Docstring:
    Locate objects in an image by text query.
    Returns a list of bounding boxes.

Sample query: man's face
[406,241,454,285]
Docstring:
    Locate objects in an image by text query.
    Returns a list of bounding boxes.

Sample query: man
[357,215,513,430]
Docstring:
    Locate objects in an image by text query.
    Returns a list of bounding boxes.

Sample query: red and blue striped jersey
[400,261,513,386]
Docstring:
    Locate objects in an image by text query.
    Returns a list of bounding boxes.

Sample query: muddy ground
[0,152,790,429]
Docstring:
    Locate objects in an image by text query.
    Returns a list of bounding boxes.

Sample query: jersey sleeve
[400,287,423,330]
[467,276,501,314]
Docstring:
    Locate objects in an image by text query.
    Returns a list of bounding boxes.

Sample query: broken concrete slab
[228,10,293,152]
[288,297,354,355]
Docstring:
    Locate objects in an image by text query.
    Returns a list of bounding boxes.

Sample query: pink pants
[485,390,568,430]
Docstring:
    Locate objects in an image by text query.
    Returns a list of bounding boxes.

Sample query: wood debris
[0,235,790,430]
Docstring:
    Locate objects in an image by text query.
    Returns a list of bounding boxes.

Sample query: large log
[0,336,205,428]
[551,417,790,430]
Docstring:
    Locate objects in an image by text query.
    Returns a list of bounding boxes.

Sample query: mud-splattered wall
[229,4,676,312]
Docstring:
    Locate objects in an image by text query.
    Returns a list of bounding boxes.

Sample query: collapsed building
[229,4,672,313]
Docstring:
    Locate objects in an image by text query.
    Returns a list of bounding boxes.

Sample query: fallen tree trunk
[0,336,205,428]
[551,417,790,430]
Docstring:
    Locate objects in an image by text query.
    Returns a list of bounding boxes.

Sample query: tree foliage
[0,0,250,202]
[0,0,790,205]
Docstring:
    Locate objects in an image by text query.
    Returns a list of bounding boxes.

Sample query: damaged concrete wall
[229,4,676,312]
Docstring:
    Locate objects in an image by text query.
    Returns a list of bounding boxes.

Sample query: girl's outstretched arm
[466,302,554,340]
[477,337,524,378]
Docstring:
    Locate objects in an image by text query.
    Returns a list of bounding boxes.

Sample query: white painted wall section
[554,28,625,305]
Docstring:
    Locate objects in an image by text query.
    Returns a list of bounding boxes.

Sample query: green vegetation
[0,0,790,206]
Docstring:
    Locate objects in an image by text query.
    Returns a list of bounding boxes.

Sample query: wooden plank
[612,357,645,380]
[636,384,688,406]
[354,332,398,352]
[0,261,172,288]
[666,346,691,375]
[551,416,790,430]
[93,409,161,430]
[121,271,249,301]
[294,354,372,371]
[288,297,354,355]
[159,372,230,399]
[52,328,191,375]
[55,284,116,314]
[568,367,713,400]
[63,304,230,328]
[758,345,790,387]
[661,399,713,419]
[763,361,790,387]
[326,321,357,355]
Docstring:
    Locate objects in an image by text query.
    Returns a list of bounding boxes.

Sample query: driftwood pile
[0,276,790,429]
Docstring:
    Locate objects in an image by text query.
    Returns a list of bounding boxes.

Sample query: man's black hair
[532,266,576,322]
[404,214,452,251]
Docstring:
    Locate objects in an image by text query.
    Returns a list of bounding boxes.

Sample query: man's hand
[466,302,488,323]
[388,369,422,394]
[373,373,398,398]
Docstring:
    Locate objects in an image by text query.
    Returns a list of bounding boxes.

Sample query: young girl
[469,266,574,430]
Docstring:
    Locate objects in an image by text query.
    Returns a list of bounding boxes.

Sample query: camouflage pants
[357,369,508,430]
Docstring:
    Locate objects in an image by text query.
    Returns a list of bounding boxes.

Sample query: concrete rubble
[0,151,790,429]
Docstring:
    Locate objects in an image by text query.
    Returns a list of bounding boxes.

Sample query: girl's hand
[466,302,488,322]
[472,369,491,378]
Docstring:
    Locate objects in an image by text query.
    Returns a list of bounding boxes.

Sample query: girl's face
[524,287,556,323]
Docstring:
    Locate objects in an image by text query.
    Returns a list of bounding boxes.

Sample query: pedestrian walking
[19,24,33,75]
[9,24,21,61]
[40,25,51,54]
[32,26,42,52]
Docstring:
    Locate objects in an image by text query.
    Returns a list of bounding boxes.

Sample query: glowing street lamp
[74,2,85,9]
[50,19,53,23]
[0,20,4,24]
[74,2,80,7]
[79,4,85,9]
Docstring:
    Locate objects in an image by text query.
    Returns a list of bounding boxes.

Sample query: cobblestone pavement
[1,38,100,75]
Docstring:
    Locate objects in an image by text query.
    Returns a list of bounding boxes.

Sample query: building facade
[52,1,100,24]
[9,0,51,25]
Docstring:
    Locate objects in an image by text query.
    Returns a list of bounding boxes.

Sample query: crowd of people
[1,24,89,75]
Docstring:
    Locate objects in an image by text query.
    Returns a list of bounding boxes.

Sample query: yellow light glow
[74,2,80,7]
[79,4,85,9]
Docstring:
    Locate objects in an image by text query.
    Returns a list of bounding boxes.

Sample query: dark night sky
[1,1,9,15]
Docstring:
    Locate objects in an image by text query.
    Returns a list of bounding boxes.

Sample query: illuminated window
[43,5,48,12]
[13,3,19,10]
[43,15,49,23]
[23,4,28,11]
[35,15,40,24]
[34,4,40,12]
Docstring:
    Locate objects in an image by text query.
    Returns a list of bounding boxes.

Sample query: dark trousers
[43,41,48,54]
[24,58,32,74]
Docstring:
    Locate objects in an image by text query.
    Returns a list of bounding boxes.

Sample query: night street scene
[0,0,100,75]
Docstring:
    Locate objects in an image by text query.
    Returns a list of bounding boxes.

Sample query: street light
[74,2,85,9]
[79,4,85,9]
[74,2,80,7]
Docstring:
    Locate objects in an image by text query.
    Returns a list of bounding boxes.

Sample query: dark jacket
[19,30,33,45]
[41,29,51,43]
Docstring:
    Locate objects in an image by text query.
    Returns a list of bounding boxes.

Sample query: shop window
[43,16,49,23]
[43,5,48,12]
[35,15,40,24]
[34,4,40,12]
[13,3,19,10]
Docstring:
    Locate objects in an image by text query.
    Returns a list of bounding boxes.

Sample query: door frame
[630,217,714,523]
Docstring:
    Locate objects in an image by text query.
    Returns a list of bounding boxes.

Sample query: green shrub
◆ ◆ ◆ ◆ ◆
REQUIREMENTS →
Rewrite every line of the material above as one numbered list, leaving out the blank lines.

EXPECTED OUTPUT →
1. Docstring:
2.     Locate objects in an image by text query.
3.     Returns a list of bounding boxes.
4. Sample query: man's face
5. [406,241,454,285]
6. Docstring:
7.     Locate objects in an image by text query.
8.     Returns a list of bounding boxes.
9. Sample query: man
10. [357,215,513,430]
11. Docstring:
12.     Locate objects in an image by text query.
13.     Returns a list of bounding boxes.
14. Sample query: red and blue striped jersey
15. [400,261,513,386]
16. Docstring:
17.     Locate objects in an image by text query.
18.     Returns a list of bounding boxes.
19. Sample query: muddy ground
20. [0,152,790,429]
21. Docstring:
22.     Locate objects in an image by text query.
23.     Returns a list of bounding boxes.
24. Sample query: jersey sleeve
25. [400,287,423,330]
26. [467,276,501,314]
27. Docstring:
28.     Locate objects in an image by text query.
29.     Returns a list of bounding boxes.
30. Sample query: broken concrete slab
31. [228,10,293,152]
32. [288,297,354,355]
33. Docstring:
34.     Locate objects in an image by text query.
35.     Returns a list of bounding boxes.
36. Sample query: pink pants
37. [485,390,568,430]
38. Docstring:
39.     Locate objects in an image by text query.
40.     Returns a list of bounding boxes.
41. Sample query: wood debris
42. [0,235,790,430]
43. Docstring:
44.     Locate objects in an image by text query.
45.     Returns a list of bounding boxes.
46. Sample query: large log
47. [0,336,205,428]
48. [551,417,790,430]
49. Docstring:
50.     Locate objects in an image by text query.
51.     Returns a list of bounding boxes.
52. Sample query: mud-splattered wall
53. [229,4,676,312]
54. Docstring:
55.     Locate objects in an image by text query.
56.     Returns a list of bounding boxes.
57. Sample query: collapsed building
58. [229,4,672,313]
59. Docstring:
60.     Locate objects in an image by text query.
61.     Returns a list of bounding boxes.
62. Sample query: fallen tree trunk
63. [0,336,205,428]
64. [551,417,790,430]
65. Docstring:
66.     Locate objects in an image by text query.
67.     Returns a list of bounding boxes.
68. Sample query: tree foliage
69. [0,0,250,202]
70. [0,0,790,205]
71. Docstring:
72.     Locate objects in an image by text query.
73.     Returns a list of bounding boxes.
74. Sample query: damaged concrete wall
75. [229,4,676,312]
76. Docstring:
77.     Locate objects in an image by text query.
78.     Returns a list of bounding boxes.
79. Sample query: girl's outstretched arm
80. [466,302,554,340]
81. [477,337,524,378]
82. Docstring:
83.     Locate objects in an image by text query.
84.     Returns a list of bounding boxes.
85. Sample query: white painted wall section
86. [554,28,625,305]
87. Docstring:
88.     Locate objects in an image by text query.
89.     Returns a list of bounding boxes.
90. Sample query: green vegetation
91. [0,0,790,206]
92. Docstring:
93.     Locate objects in an image by text query.
94.     Returns a list of bounding boxes.
95. Sample query: wooden plank
96. [612,357,645,380]
97. [636,384,688,406]
98. [354,332,398,352]
99. [0,261,172,288]
100. [666,346,691,375]
101. [551,416,790,430]
102. [93,409,161,430]
103. [121,271,249,301]
104. [294,354,372,371]
105. [288,297,354,355]
106. [159,372,230,399]
107. [52,328,191,375]
108. [55,284,116,314]
109. [568,367,713,400]
110. [63,304,230,328]
111. [758,345,790,387]
112. [661,399,713,419]
113. [763,361,790,387]
114. [326,321,357,355]
115. Docstring:
116.     Locate objects in an image by text query.
117.     Returns a list of bounding boxes.
118. Sample query: driftwood pile
119. [0,276,790,429]
120. Docstring:
121.     Locate objects in an image by text query.
122.     Returns a list of bounding boxes.
123. Sample query: man's black hair
124. [532,266,576,322]
125. [404,214,452,251]
126. Docstring:
127.     Locate objects in an image by text query.
128.     Returns a list of bounding boxes.
129. Sample query: man's hand
130. [466,302,488,323]
131. [388,369,422,394]
132. [373,373,398,398]
133. Docstring:
134.     Locate objects in an image by text query.
135.     Returns a list of bounding boxes.
136. Sample query: young girl
137. [469,266,574,430]
138. Docstring:
139.     Locate objects in an image by text query.
140.     Returns a list of bounding boxes.
141. Sample query: camouflage pants
142. [357,369,508,430]
143. Docstring:
144.     Locate objects in an image by text query.
145.     Returns a list of bounding boxes.
146. Sample query: concrete rubble
147. [0,151,790,429]
148. Docstring:
149.     Locate objects in an image by text query.
150.     Returns a list of bounding boxes.
151. Sample query: girl's hand
152. [466,302,488,322]
153. [472,369,491,378]
154. Docstring:
155.     Locate objects in an image by text query.
156.     Returns a list of bounding boxes.
157. Sample query: girl's face
158. [524,287,556,323]
159. Docstring:
160.     Locate objects in an image by text query.
161.     Returns a list of bounding boxes.
162. Sample query: pedestrian walking
163. [19,24,33,75]
164. [9,24,21,61]
165. [40,25,51,54]
166. [32,26,42,52]
167. Docstring:
168.     Locate objects in an image by text query.
169.     Returns a list of bounding boxes.
170. Sample query: glowing street lamp
171. [74,2,85,9]
172. [50,19,53,23]
173. [0,20,4,24]
174. [74,2,80,7]
175. [79,4,85,9]
176. Docstring:
177.     Locate objects in an image by text query.
178.     Returns a list of bounding boxes.
179. Sample query: cobblestone pavement
180. [1,38,100,75]
181. Docstring:
182.     Locate objects in an image by text query.
183.     Returns a list of bounding boxes.
184. Sample query: building facade
185. [52,1,100,24]
186. [9,0,51,25]
187. Docstring:
188.     Locate objects in an image by text query.
189.     Returns a list of bounding boxes.
190. Sample query: crowd of people
191. [1,24,89,75]
192. Docstring:
193.     Locate objects in an image by text query.
194.     Returns a list of bounding boxes.
195. Sample query: yellow light glow
196. [74,2,80,7]
197. [79,4,85,9]
198. Docstring:
199.     Locate objects in an image by text query.
200.     Returns a list of bounding boxes.
201. Sample query: dark night sky
202. [1,1,9,15]
203. Docstring:
204.     Locate objects in an image by text query.
205.     Returns a list of bounding boxes.
206. Sample query: illuminated window
207. [43,5,48,12]
208. [13,3,19,10]
209. [43,15,49,23]
210. [23,4,28,11]
211. [35,15,40,24]
212. [34,4,40,12]
213. Docstring:
214.     Locate objects in an image by text query.
215.     Returns a list of bounding boxes.
216. Sample query: dark trousers
217. [43,41,48,54]
218. [24,58,32,74]
219. Docstring:
220.     Locate objects in an image by text query.
221.     Returns a list of bounding boxes.
222. Sample query: night street scene
223. [0,0,100,75]
224. Docstring:
225.     Locate objects in an image by text query.
226.     Returns a list of bounding boxes.
227. Sample query: street light
228. [74,2,85,9]
229. [79,4,85,9]
230. [74,2,80,7]
231. Docstring:
232.     Locate objects in an image by text query.
233.     Returns a list of bounding boxes.
234. Sample query: dark jacket
235. [19,30,33,45]
236. [41,29,51,43]
237. Docstring:
238.     Locate objects in an image by text query.
239.     Returns a list of bounding boxes.
240. Sample query: shop window
241. [43,16,49,23]
242. [43,5,48,12]
243. [35,15,40,24]
244. [34,4,40,12]
245. [13,3,19,10]
246. Docstring:
247.     Locate objects in an image by text query.
248.     Returns a list of bounding boxes.
249. Sample query: door frame
250. [630,217,714,523]
251. Docstring:
252.     Locate objects in an image by text query.
253.     Returns a list of bounding boxes.
254. Sample query: green shrub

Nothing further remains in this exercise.